**Extrait cité**
Effectivement, on est sur des figures anthropomorphes. C’est d’abord un choix pratique car nous sommes sur un micro-budget, et donc on essaye d’aller à l’essentiel. Et en jouant sur le caractère anthropomorphe, cela accentue l’effet miroir de nos actions et de notre position vis-à-vis des animaux. C’est une position humaine, ensuite surmontée d’une tête animale. Donc en conservant un corps humain, ça nous permettait d’accentuer ce caractère humain qui par moment devient sadique, gratuit, qui est simplement le reflet de nous-même. C’est pertinent, et pratique.

L’esthétique que les masques que vous utilisez apportent au film le rend particulièrement cauchemardesque. Pourriez-vous me parler de leur création/trouvaille ?

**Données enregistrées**
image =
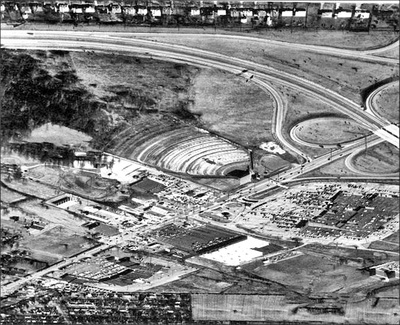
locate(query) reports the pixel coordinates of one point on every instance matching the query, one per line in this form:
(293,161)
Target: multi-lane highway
(113,42)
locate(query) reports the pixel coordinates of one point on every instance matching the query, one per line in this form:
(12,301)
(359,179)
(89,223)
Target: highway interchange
(264,77)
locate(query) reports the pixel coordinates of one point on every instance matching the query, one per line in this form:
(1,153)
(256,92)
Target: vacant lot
(57,134)
(53,216)
(329,130)
(382,158)
(390,243)
(58,241)
(309,273)
(340,39)
(386,103)
(346,76)
(232,107)
(337,169)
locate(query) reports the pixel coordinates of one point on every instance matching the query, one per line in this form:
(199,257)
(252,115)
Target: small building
(287,13)
(195,12)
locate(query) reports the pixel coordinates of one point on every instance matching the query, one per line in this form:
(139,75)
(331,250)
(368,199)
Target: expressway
(370,102)
(112,43)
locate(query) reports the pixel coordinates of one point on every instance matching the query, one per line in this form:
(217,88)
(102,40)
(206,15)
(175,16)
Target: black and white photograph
(187,162)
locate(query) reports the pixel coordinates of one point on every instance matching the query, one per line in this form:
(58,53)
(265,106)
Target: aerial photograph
(199,162)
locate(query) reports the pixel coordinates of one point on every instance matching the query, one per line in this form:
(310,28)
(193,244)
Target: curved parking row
(187,150)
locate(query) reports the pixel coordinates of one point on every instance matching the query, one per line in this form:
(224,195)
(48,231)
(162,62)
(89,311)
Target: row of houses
(210,12)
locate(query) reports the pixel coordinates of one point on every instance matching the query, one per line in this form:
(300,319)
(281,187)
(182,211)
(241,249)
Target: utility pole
(366,141)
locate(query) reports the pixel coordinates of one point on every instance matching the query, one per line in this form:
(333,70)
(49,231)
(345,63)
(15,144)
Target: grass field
(211,307)
(382,158)
(346,76)
(57,241)
(340,39)
(232,108)
(390,243)
(57,134)
(311,274)
(336,169)
(386,103)
(329,130)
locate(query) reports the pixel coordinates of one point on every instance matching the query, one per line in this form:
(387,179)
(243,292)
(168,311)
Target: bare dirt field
(58,241)
(337,168)
(386,103)
(233,108)
(301,107)
(382,158)
(340,39)
(57,134)
(329,130)
(346,76)
(54,216)
(309,273)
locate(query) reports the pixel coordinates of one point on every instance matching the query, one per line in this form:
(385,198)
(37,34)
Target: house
(221,12)
(343,14)
(129,10)
(299,13)
(142,11)
(325,13)
(156,12)
(116,9)
(90,9)
(287,13)
(195,12)
(361,14)
(63,7)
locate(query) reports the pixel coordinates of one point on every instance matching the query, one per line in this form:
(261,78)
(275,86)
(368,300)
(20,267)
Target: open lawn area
(309,273)
(346,76)
(232,107)
(57,134)
(386,103)
(329,130)
(57,241)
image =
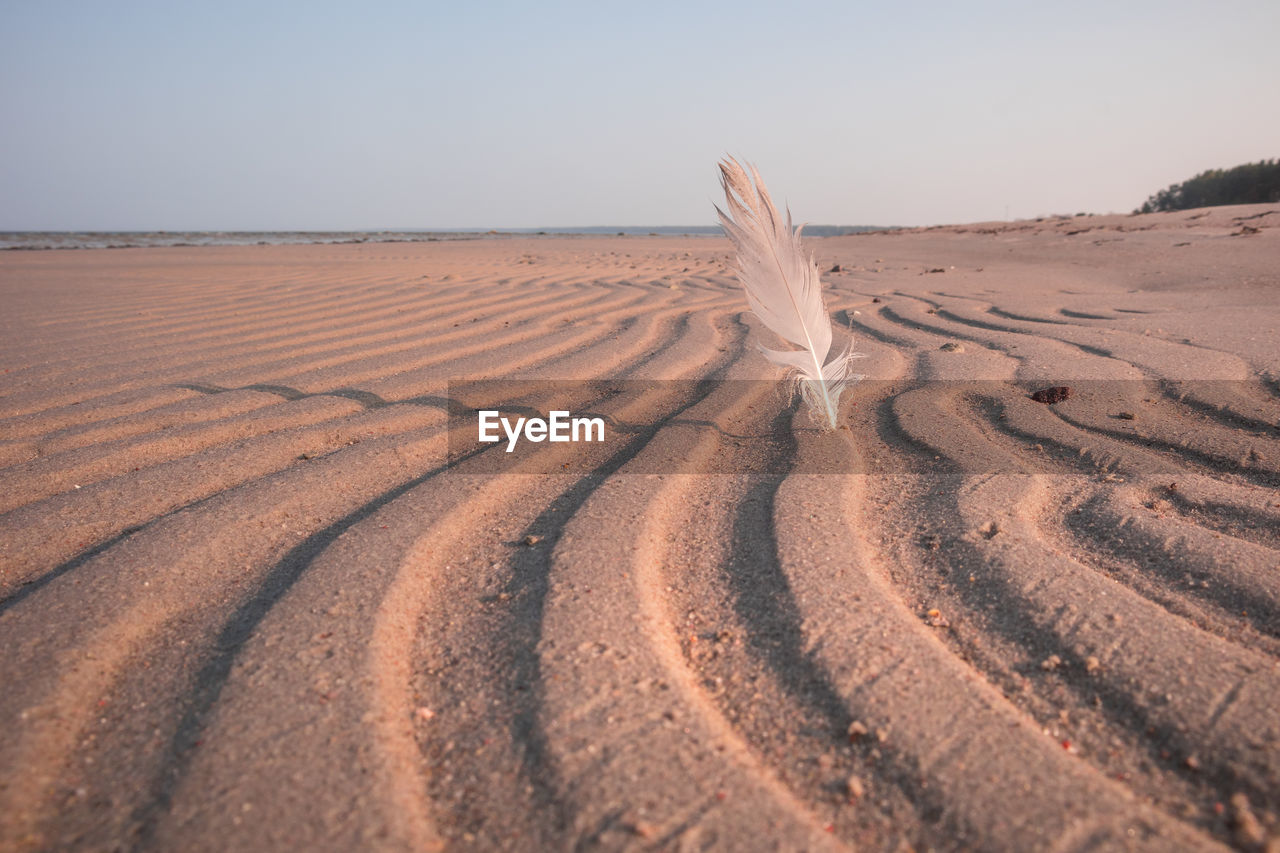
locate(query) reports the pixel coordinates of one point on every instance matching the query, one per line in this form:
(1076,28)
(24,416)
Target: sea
(39,240)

**Questions à traiter**
**1)** Restituez le passage de l'extrait depuis « L’esthétique que les » jusqu'à « leur création/trouvaille ? » inclus, sans rien y changer.
**2)** Répondez aux questions suivantes à partir de l'extrait :
(a) Sur quel type de budget le film est-il réalisé ?
(b) De quoi la position humaine des figures est-elle surmontée ?
(c) Selon la question posée sur les masques, quel effet leur esthétique produit-elle sur le film ?

**Réponses dans l'ordre**
**1)**
L’esthétique que les masques que vous utilisez apportent au film le rend particulièrement cauchemardesque. Pourriez-vous me parler de leur création/trouvaille ?

**2)**
(a) Un micro-budget.
(b) D'une tête animale.
(c) Elle le rend particulièrement cauchemardesque.